▶ _Tarefas_
1. Segundo a reportagem sobre assédio nas ruas de Artur Nogueira, em que dia da semana e data começa o relato?
2. Diga se cada afirmação abaixo combina com a reportagem sobre assédio nas ruas de Artur Nogueira. Responda sim ou não e cite as palavras do texto que decidem.
(a) O motoqueiro perde o equilíbrio ao virar o pescoço para olhar a moça.
(b) Foi possível ouvir o que o motoqueiro disse à moça.
(c) O caminhão estaciona na Tiradentes.
3. Dê a continuação da reportagem sobre assédio nas ruas de Artur Nogueira a partir do ponto em que o trecho termina.

▶ _Texto exibido_
------------------------------

07/02/2016

Vídeo: mulheres opinam sobre assédio nas ruas de Artur Nogueira

Entrevistadas contam o que fazem para evitar assédio. Prática pode acarretar multa e, se houver contato físico, prisão ao agressor.

Por Isadora Stentzler

Quarta-feira, 4 de março. Saio de casa para a redação em mais um dia que apurarei sobre o assédio nas ruas. Cruzo a Lagoa dos Pássaros e sutilmente um olhar vindo de dentro de um carro, intimida-me. Visto uma calça jeans, uma regata folgada e tênis. Roupa comum do dia a dia e nada que coloque meu corpo a mostra. Subo então pela Tiradentes e a metros de mim caminha outra mulher. Também de regata e jeans. Observo que, ao dobrar a esquina, um motoqueiro faz a curva e instantaneamente se desequilibra ao virar o pescoço para ver a moça. Ele fita o corpo da jovem e desprende esforço e desatenção ao trânsito para isso. Não deu para ouvir se disse algo a ela. Sigo meu caminho. Já na Floriano Peixoto um caminhão estaciona. Dele, o caroneiro mete o rosto para fora da janela e esboça um ‘Meu Deus do céu’, em uma cantada falha. O tom de voz é de um sedutor fraco, que move o rosto em um olhar medonho.  Ainda nesta rua, antes de dobrar na XV de novembro, outro homem, dentro de um carro, coloca a cabeça para fora e quieto, observa. Cena repetida na XV, minutos antes de chegar ao trabalho.

------------------------------

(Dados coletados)

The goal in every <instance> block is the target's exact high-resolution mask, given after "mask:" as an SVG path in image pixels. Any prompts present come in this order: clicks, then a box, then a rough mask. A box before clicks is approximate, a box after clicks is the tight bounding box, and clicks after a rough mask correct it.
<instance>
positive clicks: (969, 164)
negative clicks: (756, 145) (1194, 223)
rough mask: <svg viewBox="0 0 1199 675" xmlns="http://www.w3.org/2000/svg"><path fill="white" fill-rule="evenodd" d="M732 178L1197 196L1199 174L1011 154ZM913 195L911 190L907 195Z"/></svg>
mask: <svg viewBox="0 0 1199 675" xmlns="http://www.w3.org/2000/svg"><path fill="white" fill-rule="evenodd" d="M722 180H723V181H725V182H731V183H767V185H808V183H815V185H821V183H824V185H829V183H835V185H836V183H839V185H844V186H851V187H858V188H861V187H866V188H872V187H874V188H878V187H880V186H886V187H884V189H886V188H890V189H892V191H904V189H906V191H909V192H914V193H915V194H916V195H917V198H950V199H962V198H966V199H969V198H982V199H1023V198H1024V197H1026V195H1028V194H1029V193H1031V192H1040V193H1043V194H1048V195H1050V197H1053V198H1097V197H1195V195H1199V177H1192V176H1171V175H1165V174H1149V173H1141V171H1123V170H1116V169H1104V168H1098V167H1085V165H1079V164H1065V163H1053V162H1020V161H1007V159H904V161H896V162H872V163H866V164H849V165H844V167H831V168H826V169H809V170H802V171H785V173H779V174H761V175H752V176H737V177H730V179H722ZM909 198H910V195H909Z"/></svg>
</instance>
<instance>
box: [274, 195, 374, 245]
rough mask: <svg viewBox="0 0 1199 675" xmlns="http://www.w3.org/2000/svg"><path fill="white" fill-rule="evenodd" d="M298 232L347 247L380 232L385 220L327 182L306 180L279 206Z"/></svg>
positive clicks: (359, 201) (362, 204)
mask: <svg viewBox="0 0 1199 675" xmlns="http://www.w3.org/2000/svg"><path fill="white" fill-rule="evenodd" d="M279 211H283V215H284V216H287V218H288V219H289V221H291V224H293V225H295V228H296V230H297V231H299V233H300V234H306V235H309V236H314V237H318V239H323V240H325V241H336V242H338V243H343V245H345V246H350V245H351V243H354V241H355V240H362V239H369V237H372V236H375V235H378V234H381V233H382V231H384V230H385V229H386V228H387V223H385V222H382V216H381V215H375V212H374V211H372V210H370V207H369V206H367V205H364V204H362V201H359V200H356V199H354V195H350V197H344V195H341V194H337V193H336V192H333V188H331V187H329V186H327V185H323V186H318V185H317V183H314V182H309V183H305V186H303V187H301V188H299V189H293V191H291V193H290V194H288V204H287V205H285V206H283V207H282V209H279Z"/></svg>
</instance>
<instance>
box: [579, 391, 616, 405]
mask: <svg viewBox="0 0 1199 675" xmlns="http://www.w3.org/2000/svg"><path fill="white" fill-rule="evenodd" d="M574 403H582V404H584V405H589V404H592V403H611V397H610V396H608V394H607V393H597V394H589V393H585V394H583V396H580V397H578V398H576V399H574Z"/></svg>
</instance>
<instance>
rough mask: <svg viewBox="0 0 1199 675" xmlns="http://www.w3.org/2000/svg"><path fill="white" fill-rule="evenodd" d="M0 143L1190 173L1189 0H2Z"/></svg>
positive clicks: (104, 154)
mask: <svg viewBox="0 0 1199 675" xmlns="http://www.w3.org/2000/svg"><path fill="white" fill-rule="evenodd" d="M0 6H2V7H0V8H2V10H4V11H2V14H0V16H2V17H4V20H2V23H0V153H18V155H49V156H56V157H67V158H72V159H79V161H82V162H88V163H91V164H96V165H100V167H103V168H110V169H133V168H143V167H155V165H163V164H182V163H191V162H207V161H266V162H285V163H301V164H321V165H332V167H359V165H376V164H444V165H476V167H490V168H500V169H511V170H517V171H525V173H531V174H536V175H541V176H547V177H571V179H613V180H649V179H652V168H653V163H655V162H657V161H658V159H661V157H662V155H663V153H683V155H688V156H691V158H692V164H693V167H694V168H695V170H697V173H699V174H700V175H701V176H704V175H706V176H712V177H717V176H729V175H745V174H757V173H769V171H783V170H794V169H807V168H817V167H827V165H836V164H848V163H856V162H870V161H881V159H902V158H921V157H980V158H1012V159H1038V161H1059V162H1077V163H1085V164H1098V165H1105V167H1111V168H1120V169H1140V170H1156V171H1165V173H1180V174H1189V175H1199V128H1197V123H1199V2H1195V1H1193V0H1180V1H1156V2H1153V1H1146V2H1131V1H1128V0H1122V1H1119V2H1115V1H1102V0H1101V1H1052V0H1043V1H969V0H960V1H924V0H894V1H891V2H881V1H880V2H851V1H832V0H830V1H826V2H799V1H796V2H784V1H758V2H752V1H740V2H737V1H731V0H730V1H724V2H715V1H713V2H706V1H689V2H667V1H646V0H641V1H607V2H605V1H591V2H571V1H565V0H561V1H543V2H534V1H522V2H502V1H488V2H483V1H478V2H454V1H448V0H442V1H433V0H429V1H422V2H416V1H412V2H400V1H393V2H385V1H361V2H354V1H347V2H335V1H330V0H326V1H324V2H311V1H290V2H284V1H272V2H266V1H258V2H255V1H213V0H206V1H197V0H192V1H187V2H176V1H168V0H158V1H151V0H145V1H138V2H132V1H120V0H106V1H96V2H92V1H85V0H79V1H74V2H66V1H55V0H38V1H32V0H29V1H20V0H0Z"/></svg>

------------------------------

▶ _Respostas_
1. Quarta-feira, 4 de março.

2.
(a) Sim: "instantaneamente se desequilibra ao virar o pescoço para ver a moça".
(b) Não: "Não deu para ouvir se disse algo a ela."
(c) Não: "Já na Floriano Peixoto um caminhão estaciona."

3.
E isso em um período de 15 minutos.

O caso não é peculiar. Uma pesquisa feita com mais de 7 mil mulheres brasileiras no ano passado e divulgado no site Thing Olga apontou que todas elas sofreram cantadas em lugares públicos e que, dessas, 83%, ou 6.389, se intimidaram com isso. A pesquisa foi realizada pela campanha Chega de Fiu-Fiu que combate o assédio sexual.

Os dados ainda apontaram outros lugares em que esse tipo de atentado é corriqueiro. Depois das ruas, que obteve 98% dos votos, festas e transportes públicos foram os mais citados. O que chama atenção é que 90% das mulheres, ou 6.928 delas, disseram já terem trocado de roupa por medo, e 81% (6.292) deixaram de fazer alguma coisa ou mudaram o caminho para evitar cantadas.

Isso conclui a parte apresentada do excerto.